*Saved entries*.
%%

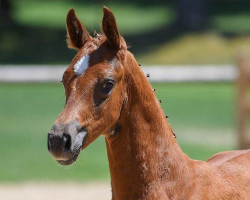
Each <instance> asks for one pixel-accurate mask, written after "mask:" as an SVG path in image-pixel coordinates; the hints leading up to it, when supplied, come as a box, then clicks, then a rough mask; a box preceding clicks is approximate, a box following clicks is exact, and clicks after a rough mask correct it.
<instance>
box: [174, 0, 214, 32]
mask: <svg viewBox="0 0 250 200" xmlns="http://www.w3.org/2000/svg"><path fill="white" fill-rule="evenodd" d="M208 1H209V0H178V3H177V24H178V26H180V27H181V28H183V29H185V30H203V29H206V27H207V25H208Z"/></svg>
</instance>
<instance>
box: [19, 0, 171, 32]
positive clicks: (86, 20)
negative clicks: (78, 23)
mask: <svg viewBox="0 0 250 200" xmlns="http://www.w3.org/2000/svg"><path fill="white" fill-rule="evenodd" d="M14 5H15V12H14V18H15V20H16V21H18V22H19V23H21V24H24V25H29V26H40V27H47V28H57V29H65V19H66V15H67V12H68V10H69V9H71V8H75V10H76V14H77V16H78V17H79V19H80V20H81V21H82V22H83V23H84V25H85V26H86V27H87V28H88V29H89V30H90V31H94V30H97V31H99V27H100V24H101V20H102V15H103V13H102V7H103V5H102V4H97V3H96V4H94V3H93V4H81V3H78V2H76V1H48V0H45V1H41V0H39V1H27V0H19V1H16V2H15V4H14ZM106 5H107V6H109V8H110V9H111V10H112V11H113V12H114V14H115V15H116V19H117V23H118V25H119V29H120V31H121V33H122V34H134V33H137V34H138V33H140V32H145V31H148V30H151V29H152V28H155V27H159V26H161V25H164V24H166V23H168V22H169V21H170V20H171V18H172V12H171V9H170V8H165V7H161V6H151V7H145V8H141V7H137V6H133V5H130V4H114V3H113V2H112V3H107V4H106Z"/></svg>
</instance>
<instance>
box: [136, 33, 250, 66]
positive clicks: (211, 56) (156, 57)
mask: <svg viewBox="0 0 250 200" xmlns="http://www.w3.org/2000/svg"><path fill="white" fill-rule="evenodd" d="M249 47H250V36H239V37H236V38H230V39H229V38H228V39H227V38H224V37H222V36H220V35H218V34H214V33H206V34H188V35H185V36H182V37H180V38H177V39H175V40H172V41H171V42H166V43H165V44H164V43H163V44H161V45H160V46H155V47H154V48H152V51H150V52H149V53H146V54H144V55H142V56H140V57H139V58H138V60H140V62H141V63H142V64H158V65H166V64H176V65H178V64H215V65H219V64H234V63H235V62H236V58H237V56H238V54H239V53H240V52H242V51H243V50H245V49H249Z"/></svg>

%%
%%

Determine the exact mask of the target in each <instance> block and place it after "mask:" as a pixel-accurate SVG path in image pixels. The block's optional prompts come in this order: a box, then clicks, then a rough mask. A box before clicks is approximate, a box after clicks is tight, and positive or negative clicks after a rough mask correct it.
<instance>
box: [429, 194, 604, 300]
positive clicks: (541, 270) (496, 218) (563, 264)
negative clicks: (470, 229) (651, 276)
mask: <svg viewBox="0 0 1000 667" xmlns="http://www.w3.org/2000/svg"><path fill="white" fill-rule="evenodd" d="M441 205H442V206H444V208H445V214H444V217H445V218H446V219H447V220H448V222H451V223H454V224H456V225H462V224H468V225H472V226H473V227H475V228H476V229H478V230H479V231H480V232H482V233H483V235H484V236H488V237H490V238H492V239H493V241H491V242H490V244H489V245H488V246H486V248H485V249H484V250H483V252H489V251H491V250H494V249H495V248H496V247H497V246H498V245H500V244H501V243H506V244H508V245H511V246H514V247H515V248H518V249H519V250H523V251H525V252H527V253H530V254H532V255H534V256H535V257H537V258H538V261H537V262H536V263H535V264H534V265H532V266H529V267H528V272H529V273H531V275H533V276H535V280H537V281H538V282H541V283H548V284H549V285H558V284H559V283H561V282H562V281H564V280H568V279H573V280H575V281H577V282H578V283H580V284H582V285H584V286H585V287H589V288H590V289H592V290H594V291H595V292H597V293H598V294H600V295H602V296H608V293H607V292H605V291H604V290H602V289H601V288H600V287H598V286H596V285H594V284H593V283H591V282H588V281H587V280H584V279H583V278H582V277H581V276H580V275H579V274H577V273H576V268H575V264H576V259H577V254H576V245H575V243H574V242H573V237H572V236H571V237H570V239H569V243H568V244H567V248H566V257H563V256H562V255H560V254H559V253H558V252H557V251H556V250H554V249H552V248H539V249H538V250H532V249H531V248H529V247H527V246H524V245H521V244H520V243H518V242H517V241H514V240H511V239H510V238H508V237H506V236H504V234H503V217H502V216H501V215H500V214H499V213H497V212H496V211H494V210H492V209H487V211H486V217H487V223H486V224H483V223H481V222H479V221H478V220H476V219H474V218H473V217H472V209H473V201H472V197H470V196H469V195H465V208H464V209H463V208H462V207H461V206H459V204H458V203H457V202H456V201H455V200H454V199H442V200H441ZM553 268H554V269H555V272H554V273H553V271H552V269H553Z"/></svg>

%%

As the answer, set down only the lines from the data above between the one holding "box: [19, 0, 171, 32]" and the one holding "box: [136, 33, 250, 66]", inclusive, exactly as they read.

*ANSWER TO THIS TASK*.
box: [19, 0, 171, 32]
positive clicks: (86, 20)
negative clicks: (78, 23)
mask: <svg viewBox="0 0 250 200" xmlns="http://www.w3.org/2000/svg"><path fill="white" fill-rule="evenodd" d="M14 5H15V12H14V18H15V20H16V21H18V22H19V23H21V24H24V25H29V26H40V27H47V28H57V29H65V19H66V15H67V12H68V10H69V9H71V8H75V10H76V14H77V16H78V17H79V19H80V20H81V21H82V22H83V23H84V25H85V26H86V27H87V28H88V29H89V30H90V31H94V30H97V31H99V27H100V24H101V20H102V15H103V13H102V7H103V5H102V4H97V3H96V4H94V3H93V4H81V3H78V2H76V1H48V0H45V1H41V0H39V1H27V0H19V1H16V2H15V4H14ZM106 5H107V6H109V8H110V9H111V10H112V11H113V12H114V14H115V15H116V19H117V23H118V25H119V29H120V31H121V33H122V34H134V33H137V34H138V33H140V32H145V31H148V30H151V29H152V28H155V27H159V26H161V25H164V24H166V23H168V22H169V21H170V20H171V18H172V12H171V9H170V8H165V7H161V6H151V7H145V8H141V7H137V6H133V5H130V4H114V3H113V2H112V3H107V4H106Z"/></svg>
</instance>
<instance>
box: [136, 33, 250, 66]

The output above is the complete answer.